Die Woche, in der die neue Regierung verkündete, wie sie das Land in den kommenden Jahren gestalten möchte, wird Mietern und Eigentümern noch länger in unangenehmer Erinnerung bleiben. Während im Koalitionsvertrag klar wurde, dass der Weg der Energiewende, den Deutschland unter ungläubigem Staunen des Auslands mittlerweile fast mutterseelenallein beschreitet, auch von der Union ohne nennenswerte Korrekturen fortgesetzt wird, wurden sie, einem Menetekel gleich, erneut mit den teuren Konsequenzen der ökologischen Transformation konfrontiert.
Zuerst war da der TV-Auftritt des wohl nächsten Bundeskanzlers Friedrich Merz. Auf die Frage, ob er sich wünsche, dass der Preis für Gas und Öl so steige, „dass die Menschen vom Preis erzogen werden“, antwortete Merz bei RTL mit einem klaren Ja. Sie müssten irgendwann erkennen, dass es sich nicht mehr lohne, die alte Öl- oder Gasheizung zu betreiben.

* **BEREITGESTELLTE ANGABEN**
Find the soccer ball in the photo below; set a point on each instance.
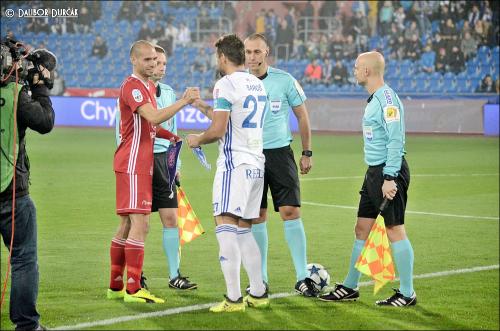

* **SCHRIFTLICHE AUFGABE**
Geben Sie den Quellenauszug zur Energiewende vollständig und wortgetreu wieder. Stützen Sie sich dabei ausschließlich auf den Quellenauszug.

* **ANTWORT ZUR AUFGABE**
Die Woche, in der die neue Regierung verkündete, wie sie das Land in den kommenden Jahren gestalten möchte, wird Mietern und Eigentümern noch länger in unangenehmer Erinnerung bleiben. Während im Koalitionsvertrag klar wurde, dass der Weg der Energiewende, den Deutschland unter ungläubigem Staunen des Auslands mittlerweile fast mutterseelenallein beschreitet, auch von der Union ohne nennenswerte Korrekturen fortgesetzt wird, wurden sie, einem Menetekel gleich, erneut mit den teuren Konsequenzen der ökologischen Transformation konfrontiert.
Zuerst war da der TV-Auftritt des wohl nächsten Bundeskanzlers Friedrich Merz. Auf die Frage, ob er sich wünsche, dass der Preis für Gas und Öl so steige, „dass die Menschen vom Preis erzogen werden“, antwortete Merz bei RTL mit einem klaren Ja. Sie müssten irgendwann erkennen, dass es sich nicht mehr lohne, die alte Öl- oder Gasheizung zu betreiben.